EXCERPTED PASSAGE:

=== Section Start ===

This article is written by Abhilasha Manturgekar, a student of ILS Law College, Pune
We all have been fervent spectators of the Pandemic. It was a year full of disorderliness for us commonalities, the Government, and business mammoths. The SARS-CoV-2 (Corona Virus – Epithet) has made some drastic changes in the business sphere. Although the Pandemic was a health emergency, it has laid down some ear-piercing impacts on the business sector.
Matters about liquidation were on a rise in 2020. The total number of organizations that entered into insolvency proceedings in 2020 was 2442. The majority of these cases came from the manufacturing sector. As per the information received from the Insolvency and Bankruptcy Board of India (IBBI) –
- 283 firms went into Corporate Insolvency Resolution Process (CIRP),
- 76 of these CIRPs resulted in resolutions; 128 were closed due to withdrawal, and 189 were liquidated,
- 30 Corporate Entities were dissolved/sold,
- 59 Corporate Entities went for the corporate liquidation process.
Economic recessions, since coons’ age, have been linked with an increase in insolvency filings, and hence this Pandemic is not any different. The factors responsible for such insolvencies or bankruptcies are lower sales, high unemployment, the existence of many irregularities in the balance sheet, and the capacity to endure liquidity challenges amidst the Pandemic.
But before we dive deep into Insolvency & 2020, we must hark back to the basics of Insolvency and Bankruptcy.
What is insolvency?

=== Section End ===

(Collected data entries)
=== Section Start ===

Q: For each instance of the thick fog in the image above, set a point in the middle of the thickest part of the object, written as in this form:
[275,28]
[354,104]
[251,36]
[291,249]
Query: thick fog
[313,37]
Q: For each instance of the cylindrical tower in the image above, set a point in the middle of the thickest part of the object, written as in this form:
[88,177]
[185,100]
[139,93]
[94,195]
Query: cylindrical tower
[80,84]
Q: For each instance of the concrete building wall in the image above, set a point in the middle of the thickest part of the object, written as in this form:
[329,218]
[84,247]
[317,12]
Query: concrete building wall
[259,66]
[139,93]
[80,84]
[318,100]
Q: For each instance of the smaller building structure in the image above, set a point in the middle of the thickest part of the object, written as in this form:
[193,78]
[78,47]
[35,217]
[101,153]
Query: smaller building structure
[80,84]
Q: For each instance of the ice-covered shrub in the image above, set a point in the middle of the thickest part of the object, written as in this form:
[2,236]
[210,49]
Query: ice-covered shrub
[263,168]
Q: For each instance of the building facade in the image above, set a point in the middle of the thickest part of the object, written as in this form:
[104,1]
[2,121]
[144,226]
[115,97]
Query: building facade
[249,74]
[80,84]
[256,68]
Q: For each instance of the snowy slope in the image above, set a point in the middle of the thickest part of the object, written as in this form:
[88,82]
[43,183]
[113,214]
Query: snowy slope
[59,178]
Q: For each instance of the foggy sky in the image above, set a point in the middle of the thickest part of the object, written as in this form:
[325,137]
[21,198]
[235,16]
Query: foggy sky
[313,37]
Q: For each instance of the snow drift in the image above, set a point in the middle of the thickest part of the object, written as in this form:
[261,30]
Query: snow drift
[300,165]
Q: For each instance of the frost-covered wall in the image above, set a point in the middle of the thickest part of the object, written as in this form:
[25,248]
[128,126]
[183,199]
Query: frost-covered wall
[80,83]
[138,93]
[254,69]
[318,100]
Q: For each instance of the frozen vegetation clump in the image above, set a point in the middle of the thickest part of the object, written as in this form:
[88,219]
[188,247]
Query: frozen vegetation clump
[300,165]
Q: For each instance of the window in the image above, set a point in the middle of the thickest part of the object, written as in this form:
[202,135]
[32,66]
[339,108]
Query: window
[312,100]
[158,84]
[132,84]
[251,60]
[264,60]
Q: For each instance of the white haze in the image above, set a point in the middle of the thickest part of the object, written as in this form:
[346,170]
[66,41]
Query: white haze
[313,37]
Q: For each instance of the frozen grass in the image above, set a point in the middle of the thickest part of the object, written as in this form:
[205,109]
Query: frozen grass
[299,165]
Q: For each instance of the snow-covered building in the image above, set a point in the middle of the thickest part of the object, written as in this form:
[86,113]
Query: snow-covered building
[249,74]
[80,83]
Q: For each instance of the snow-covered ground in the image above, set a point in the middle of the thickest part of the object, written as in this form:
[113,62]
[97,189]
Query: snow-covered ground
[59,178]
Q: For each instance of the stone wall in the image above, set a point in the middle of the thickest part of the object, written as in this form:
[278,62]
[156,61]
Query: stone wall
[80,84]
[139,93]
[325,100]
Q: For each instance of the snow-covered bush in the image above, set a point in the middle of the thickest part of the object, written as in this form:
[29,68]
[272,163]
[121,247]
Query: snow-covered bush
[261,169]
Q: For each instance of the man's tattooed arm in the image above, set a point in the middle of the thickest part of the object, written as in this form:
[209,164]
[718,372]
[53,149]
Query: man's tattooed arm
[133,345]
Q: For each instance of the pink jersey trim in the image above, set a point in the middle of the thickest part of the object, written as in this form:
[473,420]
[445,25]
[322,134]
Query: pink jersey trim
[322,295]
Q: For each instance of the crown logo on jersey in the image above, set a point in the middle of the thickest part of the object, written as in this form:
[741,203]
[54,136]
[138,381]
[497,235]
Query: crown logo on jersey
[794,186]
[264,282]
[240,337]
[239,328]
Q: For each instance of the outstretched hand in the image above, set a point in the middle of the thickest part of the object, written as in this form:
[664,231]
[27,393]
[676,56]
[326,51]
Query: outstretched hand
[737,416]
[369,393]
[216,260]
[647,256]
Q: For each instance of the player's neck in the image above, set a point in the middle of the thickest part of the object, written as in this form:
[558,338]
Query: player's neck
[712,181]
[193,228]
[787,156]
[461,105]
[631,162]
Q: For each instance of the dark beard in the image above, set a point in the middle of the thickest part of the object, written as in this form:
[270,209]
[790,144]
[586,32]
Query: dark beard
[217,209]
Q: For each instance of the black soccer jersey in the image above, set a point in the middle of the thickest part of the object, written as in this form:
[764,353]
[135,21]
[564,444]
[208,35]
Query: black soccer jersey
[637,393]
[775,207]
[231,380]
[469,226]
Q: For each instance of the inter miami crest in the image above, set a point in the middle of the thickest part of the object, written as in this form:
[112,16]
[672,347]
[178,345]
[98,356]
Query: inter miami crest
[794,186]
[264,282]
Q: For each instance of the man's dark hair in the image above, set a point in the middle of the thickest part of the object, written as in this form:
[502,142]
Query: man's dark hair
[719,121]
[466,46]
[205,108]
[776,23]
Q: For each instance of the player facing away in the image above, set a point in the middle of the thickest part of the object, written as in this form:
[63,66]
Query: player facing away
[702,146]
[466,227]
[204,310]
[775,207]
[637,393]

=== Section End ===

PROBLEMS AND TASKS:
(1) According to the article on pandemic-era insolvency, how many organizations entered insolvency proceedings in 2020?
(2) Edit the article on pandemic-era insolvency by reproducing it from the words "Economic recessions, since" through the words "What is insolvency?", with "unemployment" replaced by "joblessness".
(3) State whether each statement agrees with the article on pandemic-era insolvency, answering yes or no and quoting the deciding words: (a) Most of the 2020 insolvency cases came from the manufacturing sector. (b) 76 of the CIRPs ended in liquidation. (c) The Pandemic is described as a financial emergency.

SOLUTION LIST:
(1) A total of 2442 organizations entered insolvency proceedings in 2020.

(2)
Economic recessions, since coons’ age, have been linked with an increase in insolvency filings, and hence this Pandemic is not any different. The factors responsible for such insolvencies or bankruptcies are lower sales, high joblessness, the existence of many irregularities in the balance sheet, and the capacity to endure liquidity challenges amidst the Pandemic.
But before we dive deep into Insolvency & 2020, we must hark back to the basics of Insolvency and Bankruptcy.
What is insolvency?

(3)
(a) Yes: "The majority of these cases came from the manufacturing sector."
(b) No: "76 of these CIRPs resulted in resolutions; 128 were closed due to withdrawal, and 189 were liquidated"
(c) No: "Although the Pandemic was a health emergency"